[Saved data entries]
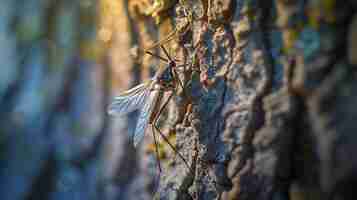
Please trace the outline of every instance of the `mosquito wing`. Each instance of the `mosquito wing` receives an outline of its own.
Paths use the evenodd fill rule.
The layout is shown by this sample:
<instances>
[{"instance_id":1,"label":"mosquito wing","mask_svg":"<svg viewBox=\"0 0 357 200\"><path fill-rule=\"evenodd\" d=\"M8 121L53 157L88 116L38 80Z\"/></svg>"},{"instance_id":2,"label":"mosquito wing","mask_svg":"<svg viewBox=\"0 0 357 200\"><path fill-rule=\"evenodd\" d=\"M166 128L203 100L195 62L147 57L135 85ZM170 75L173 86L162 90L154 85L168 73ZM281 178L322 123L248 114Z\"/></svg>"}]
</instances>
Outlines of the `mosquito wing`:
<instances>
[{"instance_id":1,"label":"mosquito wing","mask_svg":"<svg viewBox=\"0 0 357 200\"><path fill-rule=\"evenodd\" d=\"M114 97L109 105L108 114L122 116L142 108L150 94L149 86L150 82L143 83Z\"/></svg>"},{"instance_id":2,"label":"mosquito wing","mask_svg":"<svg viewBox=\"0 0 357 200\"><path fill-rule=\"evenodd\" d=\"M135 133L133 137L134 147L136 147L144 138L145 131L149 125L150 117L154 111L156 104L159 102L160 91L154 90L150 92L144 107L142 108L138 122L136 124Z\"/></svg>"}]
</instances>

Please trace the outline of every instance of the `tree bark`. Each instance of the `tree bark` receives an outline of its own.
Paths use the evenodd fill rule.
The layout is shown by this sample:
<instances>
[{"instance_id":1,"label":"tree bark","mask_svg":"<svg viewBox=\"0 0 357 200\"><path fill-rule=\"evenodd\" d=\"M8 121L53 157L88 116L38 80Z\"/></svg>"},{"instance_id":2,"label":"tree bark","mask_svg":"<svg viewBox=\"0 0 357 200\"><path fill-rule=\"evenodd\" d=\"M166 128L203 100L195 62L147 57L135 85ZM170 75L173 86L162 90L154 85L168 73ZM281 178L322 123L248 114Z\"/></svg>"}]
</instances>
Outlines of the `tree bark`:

» WHAT TO PRODUCE
Retype each line of the records exactly as it reads; no pictures belong in the copy.

» ANSWER AREA
Please trace the outline of every instance of the `mosquito wing`. Each instance of the `mosquito wing` receives an outline of its own.
Paths use the evenodd fill rule.
The layout is shown by this sample:
<instances>
[{"instance_id":1,"label":"mosquito wing","mask_svg":"<svg viewBox=\"0 0 357 200\"><path fill-rule=\"evenodd\" d=\"M8 121L53 157L88 116L38 80Z\"/></svg>"},{"instance_id":2,"label":"mosquito wing","mask_svg":"<svg viewBox=\"0 0 357 200\"><path fill-rule=\"evenodd\" d=\"M166 128L203 100L195 62L147 57L135 85ZM170 75L173 86L162 90L154 85L168 73ZM281 178L322 123L248 114Z\"/></svg>"}]
</instances>
Outlines of the `mosquito wing`:
<instances>
[{"instance_id":1,"label":"mosquito wing","mask_svg":"<svg viewBox=\"0 0 357 200\"><path fill-rule=\"evenodd\" d=\"M114 97L109 105L108 114L122 116L142 108L150 94L149 86L150 82L143 83Z\"/></svg>"},{"instance_id":2,"label":"mosquito wing","mask_svg":"<svg viewBox=\"0 0 357 200\"><path fill-rule=\"evenodd\" d=\"M135 133L133 137L134 147L136 147L144 138L145 131L149 125L150 117L154 111L156 104L159 102L160 91L154 90L150 92L144 107L142 108L138 122L136 124Z\"/></svg>"}]
</instances>

Please trace the outline of every instance of the `tree bark`. Each instance of the `tree bark` receives an outline of its own.
Paths use the evenodd fill rule.
The layout is shown by this sample:
<instances>
[{"instance_id":1,"label":"tree bark","mask_svg":"<svg viewBox=\"0 0 357 200\"><path fill-rule=\"evenodd\" d=\"M8 121L53 157L88 116L38 80Z\"/></svg>"},{"instance_id":2,"label":"tree bark","mask_svg":"<svg viewBox=\"0 0 357 200\"><path fill-rule=\"evenodd\" d=\"M166 128L203 100L195 62L147 57L135 85ZM170 75L173 86L162 90L154 85L168 73ZM281 178L322 123L248 114Z\"/></svg>"}]
</instances>
Outlines of the `tree bark`:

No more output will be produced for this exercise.